#### BRIEF
Find the line holding "Target: cluster of lily pads" in the entries below. Give it again exactly, along with every line after it up to and including the line holding "Target: green leaf on water".
———
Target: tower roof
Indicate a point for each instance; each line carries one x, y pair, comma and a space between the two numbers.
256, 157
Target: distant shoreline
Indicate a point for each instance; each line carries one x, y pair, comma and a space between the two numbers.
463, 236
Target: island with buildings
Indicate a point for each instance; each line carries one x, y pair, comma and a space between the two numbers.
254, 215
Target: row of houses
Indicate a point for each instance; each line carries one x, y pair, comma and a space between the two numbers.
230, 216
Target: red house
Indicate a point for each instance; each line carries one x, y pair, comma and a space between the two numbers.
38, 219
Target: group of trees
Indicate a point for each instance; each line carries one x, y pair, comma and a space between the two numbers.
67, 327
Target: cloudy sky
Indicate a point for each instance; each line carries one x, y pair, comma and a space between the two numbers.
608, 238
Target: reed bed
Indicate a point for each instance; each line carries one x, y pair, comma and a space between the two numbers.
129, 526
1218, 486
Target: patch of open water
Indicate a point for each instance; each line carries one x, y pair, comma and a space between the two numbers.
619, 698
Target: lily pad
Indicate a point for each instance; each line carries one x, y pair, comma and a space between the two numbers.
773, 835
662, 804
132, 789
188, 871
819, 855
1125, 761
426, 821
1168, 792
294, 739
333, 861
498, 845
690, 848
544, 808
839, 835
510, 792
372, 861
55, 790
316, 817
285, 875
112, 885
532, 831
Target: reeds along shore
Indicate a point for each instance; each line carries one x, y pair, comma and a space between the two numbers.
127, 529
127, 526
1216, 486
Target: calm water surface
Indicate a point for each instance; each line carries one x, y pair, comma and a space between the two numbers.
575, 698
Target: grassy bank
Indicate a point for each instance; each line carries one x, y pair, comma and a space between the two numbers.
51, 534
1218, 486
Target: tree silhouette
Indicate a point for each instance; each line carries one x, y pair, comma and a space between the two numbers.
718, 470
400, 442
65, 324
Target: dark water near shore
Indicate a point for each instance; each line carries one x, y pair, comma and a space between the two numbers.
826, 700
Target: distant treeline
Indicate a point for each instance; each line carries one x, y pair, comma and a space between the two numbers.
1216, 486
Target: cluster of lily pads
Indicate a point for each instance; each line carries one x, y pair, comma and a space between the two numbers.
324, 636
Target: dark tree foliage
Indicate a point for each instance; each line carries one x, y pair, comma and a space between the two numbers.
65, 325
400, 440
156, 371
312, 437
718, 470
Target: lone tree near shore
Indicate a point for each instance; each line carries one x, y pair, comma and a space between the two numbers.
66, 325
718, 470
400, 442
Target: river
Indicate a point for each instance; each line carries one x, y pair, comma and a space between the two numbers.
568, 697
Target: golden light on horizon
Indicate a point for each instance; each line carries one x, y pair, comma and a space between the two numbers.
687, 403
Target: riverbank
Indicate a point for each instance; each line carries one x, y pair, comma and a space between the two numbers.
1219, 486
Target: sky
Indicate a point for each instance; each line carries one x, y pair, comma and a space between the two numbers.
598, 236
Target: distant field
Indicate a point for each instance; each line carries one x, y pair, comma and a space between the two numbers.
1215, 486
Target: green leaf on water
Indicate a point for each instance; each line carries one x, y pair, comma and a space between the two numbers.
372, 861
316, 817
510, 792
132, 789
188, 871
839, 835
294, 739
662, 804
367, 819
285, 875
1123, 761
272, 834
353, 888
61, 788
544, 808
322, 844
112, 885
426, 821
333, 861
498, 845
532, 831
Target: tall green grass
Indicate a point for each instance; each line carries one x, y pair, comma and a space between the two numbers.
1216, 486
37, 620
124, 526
———
#### ANSWER SPACE
Target: cluster of lily pads
Indicate a point for each instance; each line carries one x, y pair, comma and a space between the two numbers.
324, 636
Target: dark tree foliage
Indicate a point for each instance; each line carries one x, y pair, comma and a space between the two numbers.
65, 325
400, 440
156, 371
312, 437
718, 470
Target: lone tree near shore
Indicate a point for each instance; each line carries one x, y pair, comma and a space between the two numbers.
66, 325
718, 470
400, 442
Target: river
Indicate a point for each instance; each line carries one x, y pair, comma and a space between the two numbers.
568, 697
Target: golden light on horizon
Indicate a point for each instance; each line carries one x, y pair, comma and a space between the two numbers.
687, 403
Target: riverbank
Indicate a point for each instance; each line carries one x, y pair, comma and a space between the two numbers.
1219, 486
Target: sky
Indicate a point for each instance; each line carries one x, y pair, comma and a space between the two numbers.
598, 236
Target: distant field
Indicate a point for each instance; each line carries one x, y pair, comma and a space between the two numbers.
1215, 486
Target: green leaf on water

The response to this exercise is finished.